_Given records_.

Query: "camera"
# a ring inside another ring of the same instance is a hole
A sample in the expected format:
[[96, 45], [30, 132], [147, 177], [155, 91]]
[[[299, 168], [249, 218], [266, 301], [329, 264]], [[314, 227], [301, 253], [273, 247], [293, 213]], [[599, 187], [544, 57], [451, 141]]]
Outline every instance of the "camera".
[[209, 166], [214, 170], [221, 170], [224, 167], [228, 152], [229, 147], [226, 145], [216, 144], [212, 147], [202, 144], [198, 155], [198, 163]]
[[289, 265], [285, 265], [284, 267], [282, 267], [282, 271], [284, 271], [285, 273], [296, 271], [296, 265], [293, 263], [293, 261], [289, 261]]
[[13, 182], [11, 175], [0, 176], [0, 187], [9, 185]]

_Activity_.
Please repeat every entry, exactly as it was written.

_Task result_.
Query: "camera"
# a ring inside another ring of the same instance is a hole
A sample in the expected format:
[[96, 45], [30, 132], [147, 177], [155, 91]]
[[[299, 168], [249, 218], [266, 301], [329, 264]], [[314, 227], [301, 253], [273, 247], [293, 213]], [[599, 187], [544, 57], [451, 141]]]
Outline every instance of the "camera".
[[209, 166], [214, 170], [221, 170], [224, 167], [228, 152], [229, 147], [226, 145], [216, 144], [212, 147], [202, 144], [198, 155], [198, 163]]
[[289, 265], [285, 265], [284, 267], [282, 267], [282, 271], [284, 271], [285, 273], [296, 271], [296, 265], [293, 263], [293, 261], [289, 261]]
[[13, 182], [11, 175], [0, 176], [0, 187], [9, 185]]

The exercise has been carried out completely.